- Exercise aim:
Sift through the material below and return the lines with "Each".

- Task material:

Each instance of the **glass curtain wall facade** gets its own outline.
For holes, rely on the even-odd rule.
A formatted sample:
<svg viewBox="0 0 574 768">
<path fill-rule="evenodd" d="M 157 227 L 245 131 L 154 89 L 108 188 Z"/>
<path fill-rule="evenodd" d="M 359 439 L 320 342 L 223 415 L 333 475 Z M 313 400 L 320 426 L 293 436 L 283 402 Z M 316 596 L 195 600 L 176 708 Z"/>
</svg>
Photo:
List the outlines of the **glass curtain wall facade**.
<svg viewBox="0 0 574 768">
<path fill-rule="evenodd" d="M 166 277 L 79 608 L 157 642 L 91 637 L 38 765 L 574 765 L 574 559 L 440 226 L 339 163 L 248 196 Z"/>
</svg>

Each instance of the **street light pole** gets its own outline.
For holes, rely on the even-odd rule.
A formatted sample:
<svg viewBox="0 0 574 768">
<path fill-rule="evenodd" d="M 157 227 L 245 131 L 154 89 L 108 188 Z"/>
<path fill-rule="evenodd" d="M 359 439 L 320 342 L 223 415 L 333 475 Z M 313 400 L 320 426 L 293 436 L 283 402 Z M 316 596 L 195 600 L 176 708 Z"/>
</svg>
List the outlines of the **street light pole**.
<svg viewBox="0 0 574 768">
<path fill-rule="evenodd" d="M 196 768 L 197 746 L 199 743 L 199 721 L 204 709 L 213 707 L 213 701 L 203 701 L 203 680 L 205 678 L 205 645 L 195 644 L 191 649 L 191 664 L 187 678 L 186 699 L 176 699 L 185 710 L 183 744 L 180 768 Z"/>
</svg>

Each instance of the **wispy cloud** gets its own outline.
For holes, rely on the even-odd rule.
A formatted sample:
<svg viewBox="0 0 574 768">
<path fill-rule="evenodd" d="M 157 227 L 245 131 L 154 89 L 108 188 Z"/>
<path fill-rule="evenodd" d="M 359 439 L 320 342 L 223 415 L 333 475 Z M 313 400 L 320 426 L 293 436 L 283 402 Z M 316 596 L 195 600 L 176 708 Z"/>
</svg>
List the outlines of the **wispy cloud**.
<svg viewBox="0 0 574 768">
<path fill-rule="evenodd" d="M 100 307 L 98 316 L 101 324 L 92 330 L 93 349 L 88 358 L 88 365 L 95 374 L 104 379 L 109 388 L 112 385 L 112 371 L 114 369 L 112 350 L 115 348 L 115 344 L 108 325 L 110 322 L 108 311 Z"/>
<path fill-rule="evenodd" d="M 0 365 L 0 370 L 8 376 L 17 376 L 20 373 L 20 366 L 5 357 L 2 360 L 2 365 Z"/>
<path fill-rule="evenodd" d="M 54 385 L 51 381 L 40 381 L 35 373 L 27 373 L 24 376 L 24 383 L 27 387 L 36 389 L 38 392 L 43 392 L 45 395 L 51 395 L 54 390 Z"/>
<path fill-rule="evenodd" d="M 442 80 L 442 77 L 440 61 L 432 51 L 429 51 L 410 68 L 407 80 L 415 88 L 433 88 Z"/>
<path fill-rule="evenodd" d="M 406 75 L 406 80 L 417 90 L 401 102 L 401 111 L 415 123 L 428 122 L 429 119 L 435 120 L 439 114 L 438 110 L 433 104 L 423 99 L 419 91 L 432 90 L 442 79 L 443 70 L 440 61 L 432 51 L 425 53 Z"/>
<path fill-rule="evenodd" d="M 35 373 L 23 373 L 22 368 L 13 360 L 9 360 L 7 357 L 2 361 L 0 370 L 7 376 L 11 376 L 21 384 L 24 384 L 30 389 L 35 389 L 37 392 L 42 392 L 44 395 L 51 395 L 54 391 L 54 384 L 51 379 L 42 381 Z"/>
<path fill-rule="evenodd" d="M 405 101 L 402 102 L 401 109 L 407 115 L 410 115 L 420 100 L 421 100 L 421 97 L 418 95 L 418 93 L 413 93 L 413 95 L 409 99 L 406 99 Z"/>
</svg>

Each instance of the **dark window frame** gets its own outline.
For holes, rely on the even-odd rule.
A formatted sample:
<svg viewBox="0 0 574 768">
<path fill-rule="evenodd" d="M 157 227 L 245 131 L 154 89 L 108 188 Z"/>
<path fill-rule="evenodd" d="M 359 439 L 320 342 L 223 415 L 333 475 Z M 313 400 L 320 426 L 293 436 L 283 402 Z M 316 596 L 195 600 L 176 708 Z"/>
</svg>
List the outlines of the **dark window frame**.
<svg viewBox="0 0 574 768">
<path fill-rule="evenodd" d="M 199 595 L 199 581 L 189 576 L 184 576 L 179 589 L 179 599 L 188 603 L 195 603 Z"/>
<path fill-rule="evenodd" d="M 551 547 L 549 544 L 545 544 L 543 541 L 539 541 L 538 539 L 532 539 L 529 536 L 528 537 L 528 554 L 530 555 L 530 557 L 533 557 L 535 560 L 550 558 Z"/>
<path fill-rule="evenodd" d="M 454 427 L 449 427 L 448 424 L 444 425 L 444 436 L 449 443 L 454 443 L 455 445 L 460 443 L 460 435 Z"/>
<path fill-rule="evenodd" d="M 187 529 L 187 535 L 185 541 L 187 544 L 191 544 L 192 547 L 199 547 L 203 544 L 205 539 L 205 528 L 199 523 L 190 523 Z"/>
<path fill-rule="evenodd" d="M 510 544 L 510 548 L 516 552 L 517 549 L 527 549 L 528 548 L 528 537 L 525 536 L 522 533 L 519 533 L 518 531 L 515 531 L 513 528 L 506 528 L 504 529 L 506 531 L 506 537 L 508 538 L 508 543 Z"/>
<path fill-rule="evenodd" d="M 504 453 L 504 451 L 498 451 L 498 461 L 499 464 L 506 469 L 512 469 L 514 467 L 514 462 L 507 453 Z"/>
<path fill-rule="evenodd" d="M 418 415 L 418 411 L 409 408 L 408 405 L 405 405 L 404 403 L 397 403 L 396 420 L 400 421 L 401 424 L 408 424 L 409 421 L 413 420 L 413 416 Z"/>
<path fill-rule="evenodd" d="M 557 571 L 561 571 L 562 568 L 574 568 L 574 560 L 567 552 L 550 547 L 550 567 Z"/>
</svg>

- Answer for the task:
Each instance of the **glass curtain wall facade** gets its own outline.
Each instance of the **street light pole** gets its own outline.
Each instance of the **wispy cloud** gets its own outline.
Each instance of the **dark window frame** gets its own outline.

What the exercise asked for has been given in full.